To do:
Every line below should be repeated exactly.

Given data:
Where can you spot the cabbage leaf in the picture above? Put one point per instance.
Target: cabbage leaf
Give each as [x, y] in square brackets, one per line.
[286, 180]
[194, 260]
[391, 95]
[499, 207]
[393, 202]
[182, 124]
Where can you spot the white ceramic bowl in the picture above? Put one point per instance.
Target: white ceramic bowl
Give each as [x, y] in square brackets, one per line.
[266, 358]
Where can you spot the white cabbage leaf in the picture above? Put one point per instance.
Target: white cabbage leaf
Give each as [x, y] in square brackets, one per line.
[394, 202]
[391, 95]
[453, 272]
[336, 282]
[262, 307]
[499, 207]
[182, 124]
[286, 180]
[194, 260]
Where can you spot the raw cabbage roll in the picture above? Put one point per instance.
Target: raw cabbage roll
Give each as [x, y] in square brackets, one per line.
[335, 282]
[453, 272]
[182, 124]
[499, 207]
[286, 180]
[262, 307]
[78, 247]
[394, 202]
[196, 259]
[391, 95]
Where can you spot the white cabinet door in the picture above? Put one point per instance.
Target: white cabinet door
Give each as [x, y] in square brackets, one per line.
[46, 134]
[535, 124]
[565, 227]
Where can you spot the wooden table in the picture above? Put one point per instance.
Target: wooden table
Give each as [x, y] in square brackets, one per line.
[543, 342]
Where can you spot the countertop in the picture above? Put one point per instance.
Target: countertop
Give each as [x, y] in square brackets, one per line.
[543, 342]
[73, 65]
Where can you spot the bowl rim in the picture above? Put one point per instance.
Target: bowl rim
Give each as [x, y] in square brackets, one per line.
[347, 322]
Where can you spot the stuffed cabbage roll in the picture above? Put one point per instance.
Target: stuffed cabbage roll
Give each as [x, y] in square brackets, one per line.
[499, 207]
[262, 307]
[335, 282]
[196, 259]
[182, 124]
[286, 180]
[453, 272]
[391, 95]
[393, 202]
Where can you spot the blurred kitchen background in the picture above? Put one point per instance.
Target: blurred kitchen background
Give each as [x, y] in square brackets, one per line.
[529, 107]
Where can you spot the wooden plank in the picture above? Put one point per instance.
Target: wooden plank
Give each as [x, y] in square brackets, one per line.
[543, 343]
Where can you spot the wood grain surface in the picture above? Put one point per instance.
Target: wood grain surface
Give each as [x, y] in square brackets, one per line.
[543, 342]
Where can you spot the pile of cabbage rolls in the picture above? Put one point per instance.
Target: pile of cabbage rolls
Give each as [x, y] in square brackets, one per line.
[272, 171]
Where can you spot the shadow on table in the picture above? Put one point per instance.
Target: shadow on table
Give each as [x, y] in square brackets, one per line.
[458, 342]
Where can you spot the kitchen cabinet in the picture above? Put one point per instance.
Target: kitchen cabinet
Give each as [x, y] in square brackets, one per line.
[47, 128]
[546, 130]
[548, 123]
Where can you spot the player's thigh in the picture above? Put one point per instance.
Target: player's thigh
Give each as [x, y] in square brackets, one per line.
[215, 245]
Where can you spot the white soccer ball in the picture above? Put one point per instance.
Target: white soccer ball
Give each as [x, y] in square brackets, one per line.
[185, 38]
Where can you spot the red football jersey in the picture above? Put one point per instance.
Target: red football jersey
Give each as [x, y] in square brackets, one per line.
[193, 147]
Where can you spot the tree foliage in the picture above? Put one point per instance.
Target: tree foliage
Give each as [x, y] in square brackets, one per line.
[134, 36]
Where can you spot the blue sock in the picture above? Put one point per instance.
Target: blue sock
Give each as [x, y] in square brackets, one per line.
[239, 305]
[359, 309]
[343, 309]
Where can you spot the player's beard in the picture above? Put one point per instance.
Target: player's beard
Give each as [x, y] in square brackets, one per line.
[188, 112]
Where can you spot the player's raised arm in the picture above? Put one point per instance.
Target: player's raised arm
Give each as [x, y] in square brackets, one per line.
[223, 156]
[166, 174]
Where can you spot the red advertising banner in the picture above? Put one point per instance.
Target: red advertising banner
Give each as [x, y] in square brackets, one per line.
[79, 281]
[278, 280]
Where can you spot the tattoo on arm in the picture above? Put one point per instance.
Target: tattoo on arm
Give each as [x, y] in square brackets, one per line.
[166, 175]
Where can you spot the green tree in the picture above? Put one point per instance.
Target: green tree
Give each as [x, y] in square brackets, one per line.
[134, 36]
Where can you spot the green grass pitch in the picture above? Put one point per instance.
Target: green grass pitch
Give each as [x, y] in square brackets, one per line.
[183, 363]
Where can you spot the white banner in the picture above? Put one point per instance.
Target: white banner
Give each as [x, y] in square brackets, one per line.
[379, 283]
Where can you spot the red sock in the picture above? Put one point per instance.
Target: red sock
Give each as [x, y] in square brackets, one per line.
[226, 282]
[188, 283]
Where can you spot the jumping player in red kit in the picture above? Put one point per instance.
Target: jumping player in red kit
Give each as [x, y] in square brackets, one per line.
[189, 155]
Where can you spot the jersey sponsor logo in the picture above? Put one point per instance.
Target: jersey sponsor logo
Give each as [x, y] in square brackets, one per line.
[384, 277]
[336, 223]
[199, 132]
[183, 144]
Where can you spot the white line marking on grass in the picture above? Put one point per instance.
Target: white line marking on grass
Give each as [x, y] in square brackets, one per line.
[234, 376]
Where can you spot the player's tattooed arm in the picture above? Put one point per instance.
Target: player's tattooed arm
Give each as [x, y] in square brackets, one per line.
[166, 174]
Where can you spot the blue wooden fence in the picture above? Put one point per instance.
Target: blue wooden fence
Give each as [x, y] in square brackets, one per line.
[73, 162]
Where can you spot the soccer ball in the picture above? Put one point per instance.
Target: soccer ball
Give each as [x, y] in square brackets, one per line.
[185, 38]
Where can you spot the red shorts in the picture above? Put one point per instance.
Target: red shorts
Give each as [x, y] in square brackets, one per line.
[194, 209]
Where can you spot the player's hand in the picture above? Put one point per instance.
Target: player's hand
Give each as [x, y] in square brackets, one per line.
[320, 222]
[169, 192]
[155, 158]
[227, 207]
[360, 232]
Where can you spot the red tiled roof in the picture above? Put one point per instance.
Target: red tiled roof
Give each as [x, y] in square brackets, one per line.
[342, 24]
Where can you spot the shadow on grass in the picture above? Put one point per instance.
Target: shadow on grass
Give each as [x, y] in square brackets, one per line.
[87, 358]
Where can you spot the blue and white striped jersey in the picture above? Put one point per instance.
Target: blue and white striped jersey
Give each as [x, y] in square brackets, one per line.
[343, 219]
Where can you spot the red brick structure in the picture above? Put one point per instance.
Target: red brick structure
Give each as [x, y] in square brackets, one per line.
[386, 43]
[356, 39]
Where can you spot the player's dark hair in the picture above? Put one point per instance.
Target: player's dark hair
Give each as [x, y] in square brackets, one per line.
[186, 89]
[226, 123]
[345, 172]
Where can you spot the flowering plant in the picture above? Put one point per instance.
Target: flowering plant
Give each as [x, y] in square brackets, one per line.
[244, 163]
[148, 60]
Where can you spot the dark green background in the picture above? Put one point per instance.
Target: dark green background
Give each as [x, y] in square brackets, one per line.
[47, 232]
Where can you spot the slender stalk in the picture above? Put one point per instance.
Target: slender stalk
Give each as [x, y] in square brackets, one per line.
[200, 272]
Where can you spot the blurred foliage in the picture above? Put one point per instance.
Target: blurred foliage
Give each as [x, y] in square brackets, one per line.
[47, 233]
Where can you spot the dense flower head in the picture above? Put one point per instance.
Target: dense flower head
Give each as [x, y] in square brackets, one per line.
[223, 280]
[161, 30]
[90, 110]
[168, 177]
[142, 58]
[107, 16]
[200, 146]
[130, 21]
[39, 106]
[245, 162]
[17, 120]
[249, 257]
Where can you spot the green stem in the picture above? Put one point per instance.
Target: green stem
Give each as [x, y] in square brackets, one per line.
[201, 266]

Solution to the exercise:
Where can you spot the cabbage leaf in the picture above? Put one point per instance.
Target: cabbage leaf
Give each as [x, y] in square brackets, one per line.
[286, 180]
[194, 260]
[391, 95]
[499, 207]
[393, 202]
[182, 124]
Where can you spot the white ceramic bowl in the picture above? Put one point per instance.
Target: white ceramic bowl
Give each as [x, y] in square brackets, one per line.
[266, 358]
Where can you spot the white cabbage leaf in the picture above? Put one point per instance.
Target: white cabbage leaf
Give each as [x, y] in square brackets, one per line.
[394, 202]
[391, 95]
[453, 272]
[336, 282]
[262, 307]
[499, 207]
[182, 124]
[286, 180]
[194, 260]
Where can you spot the raw cabbage roll in the picture above? Put one point per instance.
Target: raw cabbage roll
Give each as [x, y] in square brackets, one per line.
[335, 282]
[453, 272]
[182, 124]
[499, 207]
[286, 180]
[262, 307]
[78, 247]
[394, 202]
[196, 259]
[391, 95]
Where can you spot the white cabinet door in the picture above? Put one point per instance.
Target: white cabinet door
Give each as [x, y] in square brackets, one per line.
[46, 134]
[535, 124]
[565, 227]
Where can you spot the wooden table in the picture above? Put one point per instance.
Target: wooden table
Give each as [x, y] in square brackets, one per line.
[543, 342]
Where can you spot the countertop in the picture above? Put one point per instance.
Target: countertop
Give each as [x, y] in square brackets, one per line.
[543, 342]
[73, 65]
Where can you spot the bowl rim in the picture above? Put one point per instance.
Target: bowl rim
Give each as [x, y] in square brackets, one per line.
[347, 322]
Where can you spot the stuffed cabbage roll in the picture above? Put one point per instance.
Target: stuffed cabbage roll
Give each as [x, y] in square brackets, one per line.
[499, 207]
[262, 307]
[335, 282]
[196, 259]
[182, 124]
[286, 180]
[453, 272]
[391, 95]
[393, 202]
Where can you spot the blurred kitchen background in the picture above? Put one point per instance.
Target: blurred kitchen background
Give each as [x, y] in square brackets, one per line.
[529, 107]
Where can you spot the wooden plank in the picture above? Put one point per instance.
Target: wooden plank
Give each as [x, y] in square brackets, one per line.
[543, 343]
Where can you spot the wood grain surface in the picture above? Put one point per instance.
Target: wood grain surface
Give each as [x, y] in square brackets, one per line.
[543, 342]
Where can you spot the pile of cabbage rolls in the picture above? Put one point per instance.
Target: pile of cabbage rolls
Give each as [x, y] in square brackets, one per line.
[272, 171]
Where can you spot the shadow on table in the picture above? Put one point per instance.
Target: shadow on table
Give each as [x, y] in square brackets, one per line.
[458, 342]
Where can you spot the kitchen cabinet in the picture above? Put one point per instance.
Target: kitchen cabinet
Give each as [x, y] in square brackets, one per line.
[47, 128]
[546, 130]
[548, 123]
Where can you spot the player's thigh in the picture above? Put one point per instance.
Target: player's thigh
Give each as [x, y] in square brackets, one per line.
[215, 245]
Where can you spot the white soccer ball in the picture above? Put one point per instance.
Target: white soccer ball
Give each as [x, y] in square brackets, one per line.
[185, 38]
Where can you spot the red football jersey in the picture above? Put one point per instance.
Target: red football jersey
Give each as [x, y] in square brackets, one per line.
[193, 147]
Where can you spot the tree foliage in the picture above? Put one point per instance.
Target: tree foliage
Give each as [x, y] in square brackets, one per line.
[134, 36]
Where can you spot the blue sock in the picture above? Put one point per instance.
Target: blue sock
Give each as [x, y] in square brackets, one per line.
[239, 305]
[359, 309]
[343, 309]
Where can you spot the player's beard in the picture above? Put one point per instance.
Target: player's beard
Give each as [x, y] in square brackets, one per line.
[188, 112]
Where can you spot the player's raised arm in the picture above? Put one point per instance.
Target: player's raised arm
Give each as [x, y] in square brackets, one per line.
[223, 156]
[166, 174]
Where can you spot the red advertising banner in the picture above? Put one point per instance.
Target: red advertising banner
Give each as [x, y] in square brackets, one per line.
[79, 281]
[278, 280]
Where can you spot the tattoo on arm in the picture above? Put one point per instance.
Target: tattoo on arm
Give each as [x, y] in square brackets, one per line.
[166, 175]
Where can you spot the green tree in the picture above? Put one point per instance.
Target: green tree
Give each as [x, y] in square brackets, one per line.
[134, 36]
Where can you spot the green grass pitch in the picture above? Put one point per instance.
Target: green grass pitch
Give each as [x, y] in square brackets, one per line.
[183, 363]
Where can you spot the white banner in the picture above? Put one point per instance.
Target: white banner
Give each as [x, y] in square brackets, one per line.
[379, 283]
Where can you spot the red sock in the picture above? Put one point per instance.
Target: red sock
Give each as [x, y] in square brackets, one per line.
[226, 282]
[188, 283]
Where can you spot the jumping player in red kit in the picture above? Put one point per instance.
Target: jumping player in red kit
Give each as [x, y] in square brackets, one per line.
[189, 155]
Where can you spot the jersey sponsor logo in the picture above? Put one point per instance.
Target: jersey sponsor logo
Give each as [x, y] in square brackets, one per line.
[384, 277]
[336, 223]
[199, 132]
[183, 144]
Where can you spot the white line marking on grass in the picture above? Put one point per instance.
Target: white line marking on grass
Give each as [x, y] in square brackets, one per line.
[234, 376]
Where can you spot the player's tattooed arm in the picture above? Put one point per instance.
Target: player's tattooed arm
Give each as [x, y] in square brackets, one per line.
[166, 174]
Where can you spot the blue wooden fence in the picture above? Put one point per instance.
Target: blue wooden fence
Give each as [x, y] in square brackets, one per line.
[73, 162]
Where can you spot the soccer ball in the picture above? Put one point per instance.
Target: soccer ball
Give each as [x, y] in square brackets, one per line.
[185, 38]
Where can you spot the red shorts in the picture above? Put one point per instance.
Target: red shorts
Give each as [x, y] in square brackets, one per line.
[194, 209]
Where can you spot the player's hand in the picture above? Put one point per instance.
Target: player's hand
Give each as [x, y] in square brackets, one per line.
[320, 222]
[169, 192]
[155, 158]
[227, 207]
[360, 232]
Where can you spot the red tiled roof in the picture above? Put one point per instance.
Target: red tiled roof
Give each as [x, y] in square brackets, one per line.
[342, 24]
Where can you spot the shadow on grass in the picture above? Put one point per instance.
Target: shadow on grass
Give each as [x, y] in square brackets, one per line.
[87, 358]
Where can you spot the blue and white striped jersey in the picture above? Put one point per instance.
Target: blue and white striped jersey
Give each as [x, y] in square brackets, one per line.
[343, 219]
Where can you spot the red brick structure in the picture above? Put one point per instance.
Target: red brick structure
Give each as [x, y] in square brackets, one per line.
[386, 43]
[356, 39]
Where can you spot the player's dark hair in the picture above? Put one point per instance.
Target: player's dark hair
Give each as [x, y] in square brackets, one per line.
[186, 89]
[226, 123]
[345, 172]
Where can you spot the flowering plant in the picture above? Put one point per instance.
Target: flowering plant
Give each as [x, y] in square brackets, one per line.
[244, 163]
[148, 60]
Where can you spot the dark green background in the picture above? Put one point per instance.
Target: dark green background
Give each as [x, y] in square brackets, one per line.
[47, 232]
Where can you spot the slender stalk in the picture above? Put one point per instance.
Target: slender stalk
Give each as [x, y] in square brackets, one per line.
[200, 272]
Where can you spot the blurred foliage in the picture above? Put one point per instance.
Target: blurred foliage
Give each as [x, y] in square brackets, one per line.
[47, 233]
Where can you spot the dense flower head in the picture above? Put one point per instance.
Target: dense flower head
Give each as [x, y] in square brackets, one per line.
[223, 280]
[161, 30]
[90, 110]
[168, 177]
[142, 58]
[107, 16]
[200, 146]
[130, 21]
[39, 106]
[245, 162]
[17, 120]
[249, 257]
Where can you spot the green stem in the picture above? Put one point per instance.
Target: green stem
Give each as [x, y] in square brackets, one per line.
[201, 266]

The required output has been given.